== Set exercise a ==
In the records below, rewrite every line from the one containing "point: curved concrete" through the end of the records, both included, and keep the requests. Multiply each coordinate in the answers by 2.45 and round it to a whole number, rounding halves up. Leave the coordinates in the requests and their format samples unchanged.

== Passage given ==
The elites thought of themselves as hoi aristoi, the best men, from which we get our word 'aristocracy'; in Athens, their families were known as the Eupatridae, the well-born. Sometimes they simply called themselves, or were called by others, hoi oligoi, the few, contrasted with hoi polloi, the many. That so few are rich that the rich can even be defined as 'the few', while the vast multitude are destined to be relatively or absolutely poor – such an equation is not a matter of strict logic, for why, in principle, can't there be more than a few who are rich? Yet it was endemic in ancient Greek history, and it remains a powerful description of many societies today. A society based on a class between rich and poor – on a middling class – would be an alternative, as Aristotle would come to recognize, and as Americans especially would demonstrate in the 20th-century post-war boom. But as many societies currently slide into further polarization of wealth, the key question of Greek politics from 600 BCE onwards is increasingly resonant again: on what terms can the rich and the poor live together in a single polity?

== Exercise data ==
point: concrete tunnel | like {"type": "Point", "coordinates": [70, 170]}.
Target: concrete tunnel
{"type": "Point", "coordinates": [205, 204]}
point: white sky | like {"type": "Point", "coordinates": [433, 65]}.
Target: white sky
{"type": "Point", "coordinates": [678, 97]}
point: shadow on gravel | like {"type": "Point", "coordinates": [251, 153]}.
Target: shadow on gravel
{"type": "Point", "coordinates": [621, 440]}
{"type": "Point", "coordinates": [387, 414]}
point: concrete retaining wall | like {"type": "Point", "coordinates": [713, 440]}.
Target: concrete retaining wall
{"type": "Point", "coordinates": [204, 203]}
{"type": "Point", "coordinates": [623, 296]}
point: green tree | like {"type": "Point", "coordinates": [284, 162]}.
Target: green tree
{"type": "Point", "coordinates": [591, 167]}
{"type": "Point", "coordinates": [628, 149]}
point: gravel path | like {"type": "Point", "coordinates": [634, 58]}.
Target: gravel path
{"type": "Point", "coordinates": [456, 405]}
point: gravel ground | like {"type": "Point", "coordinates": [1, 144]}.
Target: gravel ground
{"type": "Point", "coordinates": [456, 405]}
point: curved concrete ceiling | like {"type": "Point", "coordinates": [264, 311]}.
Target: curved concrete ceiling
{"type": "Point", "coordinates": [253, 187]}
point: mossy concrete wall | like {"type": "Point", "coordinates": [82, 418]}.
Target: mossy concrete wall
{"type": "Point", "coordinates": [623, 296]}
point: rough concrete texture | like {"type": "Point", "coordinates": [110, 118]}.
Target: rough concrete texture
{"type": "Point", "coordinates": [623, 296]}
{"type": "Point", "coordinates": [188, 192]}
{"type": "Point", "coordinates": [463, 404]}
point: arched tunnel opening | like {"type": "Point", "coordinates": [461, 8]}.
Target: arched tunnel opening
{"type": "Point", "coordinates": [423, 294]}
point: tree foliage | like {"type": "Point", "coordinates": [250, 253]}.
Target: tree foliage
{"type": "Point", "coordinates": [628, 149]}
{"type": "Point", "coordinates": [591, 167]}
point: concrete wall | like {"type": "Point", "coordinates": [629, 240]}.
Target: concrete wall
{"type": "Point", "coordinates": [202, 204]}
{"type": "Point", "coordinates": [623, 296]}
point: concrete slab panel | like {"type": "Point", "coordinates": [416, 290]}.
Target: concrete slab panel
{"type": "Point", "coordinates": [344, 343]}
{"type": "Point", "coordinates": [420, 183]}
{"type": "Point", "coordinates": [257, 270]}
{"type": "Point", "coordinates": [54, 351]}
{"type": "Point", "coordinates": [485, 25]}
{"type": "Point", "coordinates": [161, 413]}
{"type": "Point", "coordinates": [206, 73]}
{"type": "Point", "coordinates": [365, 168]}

== Set exercise b ==
Translate this sentence from the passage on wealth in ancient Greece into Spanish: "A society based on a class between rich and poor – on a middling class – would be an alternative, as Aristotle would come to recognize, and as Americans especially would demonstrate in the 20th-century post-war boom."

== Worked answer a ==
point: curved concrete ceiling | like {"type": "Point", "coordinates": [264, 311]}.
Target: curved concrete ceiling
{"type": "Point", "coordinates": [620, 458]}
point: mossy concrete wall | like {"type": "Point", "coordinates": [82, 418]}.
Target: mossy concrete wall
{"type": "Point", "coordinates": [1526, 725]}
point: rough concrete texture | like {"type": "Point", "coordinates": [110, 118]}.
Target: rough concrete texture
{"type": "Point", "coordinates": [1526, 725]}
{"type": "Point", "coordinates": [461, 470]}
{"type": "Point", "coordinates": [1134, 990]}
point: arched tunnel opening | like {"type": "Point", "coordinates": [461, 8]}.
Target: arched tunnel opening
{"type": "Point", "coordinates": [1036, 720]}
point: tree foliage | like {"type": "Point", "coordinates": [250, 253]}.
Target: tree foliage
{"type": "Point", "coordinates": [1539, 365]}
{"type": "Point", "coordinates": [1448, 409]}
point: concrete wall | like {"type": "Point", "coordinates": [629, 240]}.
Target: concrete wall
{"type": "Point", "coordinates": [495, 500]}
{"type": "Point", "coordinates": [1526, 725]}
point: concrete slab panel | like {"type": "Point", "coordinates": [416, 290]}.
Target: concrete slab panel
{"type": "Point", "coordinates": [843, 840]}
{"type": "Point", "coordinates": [1029, 448]}
{"type": "Point", "coordinates": [630, 662]}
{"type": "Point", "coordinates": [132, 860]}
{"type": "Point", "coordinates": [1188, 61]}
{"type": "Point", "coordinates": [394, 1012]}
{"type": "Point", "coordinates": [505, 179]}
{"type": "Point", "coordinates": [894, 412]}

== Worked answer b ==
Una sociedad basada en una clase situada entre ricos y pobres —en una clase media— sería una alternativa, como llegaría a reconocer Aristóteles y como demostrarían en especial los estadounidenses durante el auge de la posguerra del siglo XX.